At the general level, the entropy-based approach that is presented and analyzed in this work is structured as follows: (i) calculation of the weights of each mode using the graph entropy of that mode; (ii) computation of the weighted Gower’s Coefficient of Similarity between each of the terrorist groups using the entropy as the weight; (iii) extraction of the latent network from the pairwise Gower’s Coefficient similarities and analyze its structural and intra-cluster properties. The detailed process is described in the following subsections. The entropy-based method will be then compared with the baseline model presented in (Campedelli et al. 2019) and with a heuristic method. The baseline model uses a simplified version of Gower’s method. In this simplified version, no weights are applied to the different modes and we only consider the natural structure of the data deriving from the affinity matrix that originates by the pairwise Gower’s coefficient of similarity. In other words, instead of using the graph entropy of each mode as its weight, every mode is simply just given a weight of one. The heuristic method we use for comparison only uses groups’ ideologies as the clustering criterion. In this method, we just use the dominant ideology of a particular terrorist group as its cluster label. So, if two groups share a dominant ideology, like Ethno/Nationalist, then they are in the same cluster.

Entropy-based gower’s method for multi-partite data

Since the variables of the modes of Targets, Weapons, Tactics, and Regions form a many-to-many relationship with the terrorist groups, we first model this data as a multi-partite network (Fig. 1) with each partition joined to the terrorist groups; this is often referred to as a ‘Star’ structure with the partitions.

Fig. 1
figure1

Example of a Multi-partite Network. The graphic illustrations shows a multi-partite network that includes two groups i and j

More specifically, we define:

$$ \mathfrak{G}^{N}:=\langle\left(V_{1},V_{2},\cdots, V_{n} \right), \left(E_{1,2},E_{1,3}, \cdots,E_{m,n} \right), \left(W_{E1,2}, \cdots,W_{Em,n} \right)\rangle $$
(1)

as a multi-partite graph that contains N partitions describing relations between different sets of nodes Vm and Vn: these relations are formalized as edges Em,n that are weighted by \(W\in \mathbb {\mathbb {R}}_{\geq 0}\) and each mode in the multi-partite network is represented as \(G_{m,n}:=\left \langle \left (V_{m},V_{n} \right), E_{m,n}, W_{E_{m,n}} \right \rangle \). With this data structure we then employ Gower’s Coefficient of Similarity (Gower 1971) to place the groups in a latent space, whereby we can create a latent network of the groups and assign groups to clusters based upon the multi-partite network. In the latent network, the edges maps the similarity between group i and j, calculated using Gower’s Similarity Coefficient defined as:

$$ S_{ij}=\frac{\sum\nolimits_{k=1}^{n}w_{ijk}S^{(k)}_{ij}}{\sum\nolimits_{k=1}^{K}w_{ijk}} $$
(2)

----------------

Problem 1: In the passage on the entropy-based method, write out everything from "Since the variables" down to "with the partitions.", substituting "Attack Types" for "Weapons".
Problem 2:
Answer these questions using the passage on the entropy-based method:
(a) What weight does the baseline model give to every mode?
(b) What does the heuristic method use as a group's cluster label?
(c) What is the arrangement of partitions joined to the terrorist groups often called?
Problem 3: According to the passage on the entropy-based method, why is the data first modeled as a multi-partite network?

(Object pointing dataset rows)
----------------

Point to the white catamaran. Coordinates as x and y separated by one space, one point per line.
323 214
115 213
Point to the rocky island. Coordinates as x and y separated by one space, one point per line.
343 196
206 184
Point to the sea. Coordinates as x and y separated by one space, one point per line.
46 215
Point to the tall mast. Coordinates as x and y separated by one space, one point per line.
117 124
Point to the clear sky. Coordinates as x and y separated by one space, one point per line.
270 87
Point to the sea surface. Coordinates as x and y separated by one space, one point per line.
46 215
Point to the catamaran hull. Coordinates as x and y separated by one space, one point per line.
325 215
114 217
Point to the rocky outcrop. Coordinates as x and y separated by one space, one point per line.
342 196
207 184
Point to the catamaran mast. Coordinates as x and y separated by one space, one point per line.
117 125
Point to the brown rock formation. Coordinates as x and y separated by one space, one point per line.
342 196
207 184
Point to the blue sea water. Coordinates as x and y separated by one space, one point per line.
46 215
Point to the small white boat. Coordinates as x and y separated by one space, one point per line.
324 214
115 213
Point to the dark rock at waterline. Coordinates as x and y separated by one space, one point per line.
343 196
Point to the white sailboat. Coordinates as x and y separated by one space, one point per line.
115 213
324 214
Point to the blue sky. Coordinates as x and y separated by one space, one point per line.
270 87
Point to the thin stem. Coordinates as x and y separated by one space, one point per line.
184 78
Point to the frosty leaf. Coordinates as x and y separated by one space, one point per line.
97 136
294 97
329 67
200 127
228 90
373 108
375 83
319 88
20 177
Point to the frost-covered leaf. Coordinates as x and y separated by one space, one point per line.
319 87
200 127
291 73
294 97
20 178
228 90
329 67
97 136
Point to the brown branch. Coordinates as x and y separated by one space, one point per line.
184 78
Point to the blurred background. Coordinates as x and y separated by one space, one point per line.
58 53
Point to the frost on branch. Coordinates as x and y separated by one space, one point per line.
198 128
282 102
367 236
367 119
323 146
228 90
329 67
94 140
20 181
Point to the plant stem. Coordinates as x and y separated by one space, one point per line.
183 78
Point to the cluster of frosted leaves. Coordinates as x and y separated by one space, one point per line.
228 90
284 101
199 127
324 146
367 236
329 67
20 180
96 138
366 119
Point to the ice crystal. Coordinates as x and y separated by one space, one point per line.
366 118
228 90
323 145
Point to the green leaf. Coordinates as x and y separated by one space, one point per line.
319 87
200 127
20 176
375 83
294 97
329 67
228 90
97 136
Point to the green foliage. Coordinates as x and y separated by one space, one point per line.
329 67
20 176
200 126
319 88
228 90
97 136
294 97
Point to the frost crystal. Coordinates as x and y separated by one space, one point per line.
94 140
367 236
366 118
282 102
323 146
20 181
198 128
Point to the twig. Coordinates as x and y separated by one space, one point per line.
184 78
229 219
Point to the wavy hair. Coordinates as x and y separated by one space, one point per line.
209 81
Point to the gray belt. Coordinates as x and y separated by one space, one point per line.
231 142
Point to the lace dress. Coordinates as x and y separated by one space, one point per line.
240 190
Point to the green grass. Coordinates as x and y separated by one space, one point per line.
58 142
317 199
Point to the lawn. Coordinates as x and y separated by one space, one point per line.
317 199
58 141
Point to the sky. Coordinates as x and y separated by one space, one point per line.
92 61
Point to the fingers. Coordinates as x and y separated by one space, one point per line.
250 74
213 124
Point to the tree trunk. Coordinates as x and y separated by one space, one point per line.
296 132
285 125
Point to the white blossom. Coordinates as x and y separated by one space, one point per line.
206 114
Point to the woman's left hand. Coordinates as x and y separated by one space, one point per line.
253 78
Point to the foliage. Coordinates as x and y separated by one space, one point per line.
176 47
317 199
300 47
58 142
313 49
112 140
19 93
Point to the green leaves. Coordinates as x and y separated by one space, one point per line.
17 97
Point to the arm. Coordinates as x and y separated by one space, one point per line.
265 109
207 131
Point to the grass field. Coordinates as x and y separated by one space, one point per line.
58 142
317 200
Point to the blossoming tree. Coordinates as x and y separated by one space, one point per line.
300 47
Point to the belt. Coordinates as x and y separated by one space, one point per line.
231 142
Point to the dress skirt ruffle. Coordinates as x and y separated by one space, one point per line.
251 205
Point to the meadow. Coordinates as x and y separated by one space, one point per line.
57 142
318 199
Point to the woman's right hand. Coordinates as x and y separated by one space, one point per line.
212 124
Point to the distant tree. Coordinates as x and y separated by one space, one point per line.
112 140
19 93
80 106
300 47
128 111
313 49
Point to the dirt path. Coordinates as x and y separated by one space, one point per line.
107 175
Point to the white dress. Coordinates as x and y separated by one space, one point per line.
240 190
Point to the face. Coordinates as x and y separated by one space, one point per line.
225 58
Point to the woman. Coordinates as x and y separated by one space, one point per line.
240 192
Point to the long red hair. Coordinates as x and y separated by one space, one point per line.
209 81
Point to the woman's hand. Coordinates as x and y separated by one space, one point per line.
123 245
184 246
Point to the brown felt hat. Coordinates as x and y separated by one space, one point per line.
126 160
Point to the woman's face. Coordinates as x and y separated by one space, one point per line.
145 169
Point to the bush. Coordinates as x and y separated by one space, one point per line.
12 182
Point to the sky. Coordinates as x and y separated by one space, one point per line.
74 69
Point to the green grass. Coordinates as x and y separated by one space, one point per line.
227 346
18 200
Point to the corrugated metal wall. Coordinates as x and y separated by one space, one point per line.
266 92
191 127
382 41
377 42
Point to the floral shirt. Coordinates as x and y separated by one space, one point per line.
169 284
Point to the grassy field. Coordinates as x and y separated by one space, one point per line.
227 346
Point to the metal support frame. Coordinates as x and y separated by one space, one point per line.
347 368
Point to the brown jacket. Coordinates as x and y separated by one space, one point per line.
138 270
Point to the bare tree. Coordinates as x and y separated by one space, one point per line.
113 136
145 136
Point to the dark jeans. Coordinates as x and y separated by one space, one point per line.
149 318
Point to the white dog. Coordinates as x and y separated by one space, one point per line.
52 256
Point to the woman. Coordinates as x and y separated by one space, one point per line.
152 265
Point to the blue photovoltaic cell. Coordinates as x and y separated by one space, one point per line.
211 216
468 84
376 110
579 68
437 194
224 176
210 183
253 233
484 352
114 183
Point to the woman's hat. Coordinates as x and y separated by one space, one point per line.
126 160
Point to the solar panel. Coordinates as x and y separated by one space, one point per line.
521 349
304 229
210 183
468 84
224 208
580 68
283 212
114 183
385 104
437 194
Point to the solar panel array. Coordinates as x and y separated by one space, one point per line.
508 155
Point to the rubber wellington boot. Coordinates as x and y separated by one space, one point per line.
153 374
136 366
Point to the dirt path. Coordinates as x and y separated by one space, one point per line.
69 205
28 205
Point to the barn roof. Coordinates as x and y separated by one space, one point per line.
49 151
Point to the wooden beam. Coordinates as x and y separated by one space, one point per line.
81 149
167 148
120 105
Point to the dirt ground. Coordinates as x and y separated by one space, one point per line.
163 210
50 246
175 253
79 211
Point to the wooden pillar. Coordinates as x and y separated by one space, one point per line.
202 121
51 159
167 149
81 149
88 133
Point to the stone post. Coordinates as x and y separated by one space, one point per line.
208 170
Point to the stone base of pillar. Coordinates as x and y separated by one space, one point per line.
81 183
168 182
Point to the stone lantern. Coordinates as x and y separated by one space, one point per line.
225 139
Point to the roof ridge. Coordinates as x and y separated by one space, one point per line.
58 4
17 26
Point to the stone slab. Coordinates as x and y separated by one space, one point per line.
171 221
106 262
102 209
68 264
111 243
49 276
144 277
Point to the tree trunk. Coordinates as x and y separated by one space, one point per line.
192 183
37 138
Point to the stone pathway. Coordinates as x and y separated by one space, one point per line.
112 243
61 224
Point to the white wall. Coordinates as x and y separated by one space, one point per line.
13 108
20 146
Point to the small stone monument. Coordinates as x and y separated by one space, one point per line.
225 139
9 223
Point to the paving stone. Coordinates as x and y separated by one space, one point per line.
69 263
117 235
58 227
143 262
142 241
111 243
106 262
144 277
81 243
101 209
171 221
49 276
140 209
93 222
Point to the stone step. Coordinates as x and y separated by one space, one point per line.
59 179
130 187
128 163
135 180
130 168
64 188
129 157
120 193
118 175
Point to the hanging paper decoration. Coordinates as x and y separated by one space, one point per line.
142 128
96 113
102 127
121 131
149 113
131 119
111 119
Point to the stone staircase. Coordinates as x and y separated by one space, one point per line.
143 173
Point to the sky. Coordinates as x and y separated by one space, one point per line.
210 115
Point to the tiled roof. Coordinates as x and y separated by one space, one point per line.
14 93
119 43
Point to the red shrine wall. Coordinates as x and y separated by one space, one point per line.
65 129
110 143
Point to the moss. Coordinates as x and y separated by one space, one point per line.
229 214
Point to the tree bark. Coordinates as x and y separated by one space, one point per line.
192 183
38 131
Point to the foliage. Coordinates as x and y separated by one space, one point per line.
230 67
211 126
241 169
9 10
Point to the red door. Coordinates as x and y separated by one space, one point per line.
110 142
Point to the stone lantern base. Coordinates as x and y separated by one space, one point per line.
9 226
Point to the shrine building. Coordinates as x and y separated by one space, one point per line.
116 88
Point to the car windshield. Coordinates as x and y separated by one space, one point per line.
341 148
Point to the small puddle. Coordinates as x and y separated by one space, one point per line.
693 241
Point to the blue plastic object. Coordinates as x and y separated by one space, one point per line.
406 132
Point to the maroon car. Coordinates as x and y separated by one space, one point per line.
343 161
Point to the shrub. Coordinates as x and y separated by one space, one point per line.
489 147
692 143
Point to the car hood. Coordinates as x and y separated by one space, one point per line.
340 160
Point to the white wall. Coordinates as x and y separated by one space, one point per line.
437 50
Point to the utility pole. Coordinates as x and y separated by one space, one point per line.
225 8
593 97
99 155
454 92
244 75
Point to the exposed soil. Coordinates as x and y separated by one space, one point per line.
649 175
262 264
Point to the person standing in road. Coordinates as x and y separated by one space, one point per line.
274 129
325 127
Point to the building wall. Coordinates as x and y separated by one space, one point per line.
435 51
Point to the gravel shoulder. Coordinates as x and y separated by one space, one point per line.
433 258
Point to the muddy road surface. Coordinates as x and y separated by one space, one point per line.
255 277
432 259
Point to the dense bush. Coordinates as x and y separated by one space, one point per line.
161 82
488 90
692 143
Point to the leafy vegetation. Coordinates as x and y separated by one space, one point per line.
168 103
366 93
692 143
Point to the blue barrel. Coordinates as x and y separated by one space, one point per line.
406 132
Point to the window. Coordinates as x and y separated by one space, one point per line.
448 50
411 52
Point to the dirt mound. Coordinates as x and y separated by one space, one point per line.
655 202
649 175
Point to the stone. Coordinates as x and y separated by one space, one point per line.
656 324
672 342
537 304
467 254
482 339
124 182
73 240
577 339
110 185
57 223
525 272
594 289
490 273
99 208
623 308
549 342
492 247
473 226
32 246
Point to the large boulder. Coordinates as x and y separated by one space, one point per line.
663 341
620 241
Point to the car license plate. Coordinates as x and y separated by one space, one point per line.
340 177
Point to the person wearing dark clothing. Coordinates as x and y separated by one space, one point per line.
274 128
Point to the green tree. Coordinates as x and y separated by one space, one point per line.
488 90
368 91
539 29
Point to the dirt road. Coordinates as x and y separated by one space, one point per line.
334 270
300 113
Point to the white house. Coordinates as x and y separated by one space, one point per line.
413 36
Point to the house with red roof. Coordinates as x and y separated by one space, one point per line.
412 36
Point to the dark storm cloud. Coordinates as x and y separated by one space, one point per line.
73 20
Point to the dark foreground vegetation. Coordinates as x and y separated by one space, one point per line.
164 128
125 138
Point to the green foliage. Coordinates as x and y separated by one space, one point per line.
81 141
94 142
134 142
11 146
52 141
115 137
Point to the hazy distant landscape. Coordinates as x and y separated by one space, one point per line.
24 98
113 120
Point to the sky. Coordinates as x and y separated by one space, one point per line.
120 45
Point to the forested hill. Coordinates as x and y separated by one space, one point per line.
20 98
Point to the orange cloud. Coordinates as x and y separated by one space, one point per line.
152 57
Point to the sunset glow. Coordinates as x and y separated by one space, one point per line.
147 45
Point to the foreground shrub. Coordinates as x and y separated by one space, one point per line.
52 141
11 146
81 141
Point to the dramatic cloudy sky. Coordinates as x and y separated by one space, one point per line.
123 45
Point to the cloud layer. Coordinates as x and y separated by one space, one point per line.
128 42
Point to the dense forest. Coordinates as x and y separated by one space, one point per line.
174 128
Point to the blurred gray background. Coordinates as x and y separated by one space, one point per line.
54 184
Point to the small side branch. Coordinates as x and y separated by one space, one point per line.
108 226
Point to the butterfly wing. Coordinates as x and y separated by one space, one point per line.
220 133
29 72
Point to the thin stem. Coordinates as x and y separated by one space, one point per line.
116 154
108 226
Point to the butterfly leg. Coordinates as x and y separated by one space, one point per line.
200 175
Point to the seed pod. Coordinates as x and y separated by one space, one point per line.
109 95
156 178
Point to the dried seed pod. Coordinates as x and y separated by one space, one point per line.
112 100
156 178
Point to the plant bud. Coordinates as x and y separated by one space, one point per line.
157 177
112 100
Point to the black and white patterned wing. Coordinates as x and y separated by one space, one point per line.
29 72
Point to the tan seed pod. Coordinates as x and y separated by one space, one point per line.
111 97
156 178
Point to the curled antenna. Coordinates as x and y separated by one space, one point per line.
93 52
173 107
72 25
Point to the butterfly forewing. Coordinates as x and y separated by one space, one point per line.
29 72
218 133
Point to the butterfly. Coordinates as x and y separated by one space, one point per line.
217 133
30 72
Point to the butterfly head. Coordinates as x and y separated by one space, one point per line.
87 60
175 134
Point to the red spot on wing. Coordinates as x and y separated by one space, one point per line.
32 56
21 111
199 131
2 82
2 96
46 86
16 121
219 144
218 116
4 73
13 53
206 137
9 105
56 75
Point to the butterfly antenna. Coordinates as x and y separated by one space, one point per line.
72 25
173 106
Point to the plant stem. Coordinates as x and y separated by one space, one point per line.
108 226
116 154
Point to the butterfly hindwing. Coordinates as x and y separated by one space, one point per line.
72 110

----------------

Correct output 1:
Since the variables of the modes of Targets, Attack Types, Tactics, and Regions form a many-to-many relationship with the terrorist groups, we first model this data as a multi-partite network (Fig. 1) with each partition joined to the terrorist groups; this is often referred to as a ‘Star’ structure with the partitions.

Correct output 2:
(a) A weight of one.
(b) The group's dominant ideology.
(c) A 'Star' structure.

Correct output 3: The variables of the Targets, Weapons, Tactics, and Regions modes form a many-to-many relationship with the terrorist groups. So the data is modeled as a multi-partite network, with each partition joined to the terrorist groups.